Required task>
Could you copy out every one of the records below word for word, with each line unchanged?

>> begin Available data

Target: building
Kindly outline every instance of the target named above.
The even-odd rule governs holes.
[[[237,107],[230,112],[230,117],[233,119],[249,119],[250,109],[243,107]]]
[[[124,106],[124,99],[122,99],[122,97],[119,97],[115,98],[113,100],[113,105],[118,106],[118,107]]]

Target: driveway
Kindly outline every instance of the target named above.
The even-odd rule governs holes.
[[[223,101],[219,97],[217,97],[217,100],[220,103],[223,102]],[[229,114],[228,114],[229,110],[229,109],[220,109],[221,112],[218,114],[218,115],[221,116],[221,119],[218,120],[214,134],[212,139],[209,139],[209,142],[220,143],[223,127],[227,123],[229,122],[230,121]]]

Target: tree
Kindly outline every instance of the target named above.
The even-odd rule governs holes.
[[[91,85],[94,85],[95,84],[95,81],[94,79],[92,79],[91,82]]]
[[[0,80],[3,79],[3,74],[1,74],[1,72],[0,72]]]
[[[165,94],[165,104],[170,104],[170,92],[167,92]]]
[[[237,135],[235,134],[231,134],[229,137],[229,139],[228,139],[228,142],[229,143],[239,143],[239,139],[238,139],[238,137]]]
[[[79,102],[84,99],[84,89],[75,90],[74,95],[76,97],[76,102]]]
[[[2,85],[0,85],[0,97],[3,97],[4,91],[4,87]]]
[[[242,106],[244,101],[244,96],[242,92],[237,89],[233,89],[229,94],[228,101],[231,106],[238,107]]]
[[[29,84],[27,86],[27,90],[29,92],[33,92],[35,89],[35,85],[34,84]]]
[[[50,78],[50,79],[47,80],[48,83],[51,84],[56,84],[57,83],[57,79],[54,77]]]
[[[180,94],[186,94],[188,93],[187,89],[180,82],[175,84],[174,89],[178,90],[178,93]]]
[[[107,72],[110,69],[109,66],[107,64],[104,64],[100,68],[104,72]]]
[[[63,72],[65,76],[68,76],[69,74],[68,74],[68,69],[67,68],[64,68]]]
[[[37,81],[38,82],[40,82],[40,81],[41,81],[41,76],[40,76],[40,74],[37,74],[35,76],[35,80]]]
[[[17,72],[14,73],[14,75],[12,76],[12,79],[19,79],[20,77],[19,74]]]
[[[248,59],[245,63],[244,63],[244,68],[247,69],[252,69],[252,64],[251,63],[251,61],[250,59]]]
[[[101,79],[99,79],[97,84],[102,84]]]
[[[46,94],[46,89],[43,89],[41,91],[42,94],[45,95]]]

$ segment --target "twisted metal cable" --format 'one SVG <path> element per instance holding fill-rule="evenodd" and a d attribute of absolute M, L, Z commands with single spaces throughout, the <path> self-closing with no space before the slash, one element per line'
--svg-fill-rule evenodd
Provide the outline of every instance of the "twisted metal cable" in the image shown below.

>> end Available data

Written reply>
Target: building
Kindly outline every instance of the target named above.
The even-odd rule governs holes.
[[[237,107],[230,112],[230,117],[233,119],[249,119],[250,109],[243,107]]]
[[[124,106],[124,99],[122,99],[122,97],[119,97],[115,98],[113,100],[113,105],[118,106],[118,107]]]

Target: driveway
Kindly outline every instance of the target named above.
The even-odd rule governs holes.
[[[223,101],[219,97],[217,97],[217,100],[220,103],[223,102]],[[229,114],[228,114],[229,110],[229,109],[220,109],[221,112],[218,114],[218,115],[221,116],[221,119],[218,120],[214,134],[212,139],[209,139],[209,142],[220,143],[223,127],[227,123],[229,122],[230,121]]]

Target: tree
Kindly outline every instance of the target named above.
The even-odd rule governs holes.
[[[91,85],[94,85],[95,84],[95,81],[94,79],[92,79],[91,82]]]
[[[0,80],[3,79],[3,74],[1,74],[1,72],[0,72]]]
[[[165,94],[165,104],[170,104],[170,92],[167,92]]]
[[[237,135],[235,134],[231,134],[229,137],[229,139],[228,139],[228,142],[229,143],[239,143],[239,139],[238,139],[238,137]]]
[[[79,102],[84,99],[84,89],[75,90],[74,95],[76,97],[76,102]]]
[[[2,85],[0,85],[0,97],[3,97],[4,91],[4,87]]]
[[[242,106],[244,101],[244,96],[242,92],[237,89],[233,89],[229,94],[228,101],[231,106],[238,107]]]
[[[29,84],[27,86],[27,90],[29,92],[33,92],[35,89],[35,85],[34,84]]]
[[[50,78],[50,79],[47,80],[48,83],[51,84],[56,84],[57,83],[57,79],[54,77]]]
[[[180,94],[186,94],[188,93],[187,89],[180,82],[175,84],[174,89],[178,90],[178,93]]]
[[[107,72],[110,69],[109,66],[107,64],[104,64],[100,68],[104,72]]]
[[[63,72],[65,76],[68,76],[69,74],[68,74],[68,69],[67,68],[64,68]]]
[[[37,81],[38,82],[40,82],[40,81],[41,81],[41,76],[40,76],[40,74],[37,74],[35,76],[35,80]]]
[[[17,72],[14,73],[14,75],[12,76],[12,79],[19,79],[20,77],[19,74]]]
[[[248,59],[245,63],[244,63],[244,68],[247,69],[252,69],[252,64],[251,63],[251,61],[250,59]]]
[[[101,79],[99,79],[97,84],[102,84]]]
[[[46,94],[46,89],[43,89],[41,91],[42,94],[45,95]]]

$ segment --target "twisted metal cable" --format 'one SVG <path> element per instance holding fill-rule="evenodd" and a d attribute of absolute M, L, Z commands with single spaces throughout, the <path> self-closing with no space before the slash, one element per line'
--svg-fill-rule evenodd
Provide the outline of every instance of the "twisted metal cable" in the image shown below.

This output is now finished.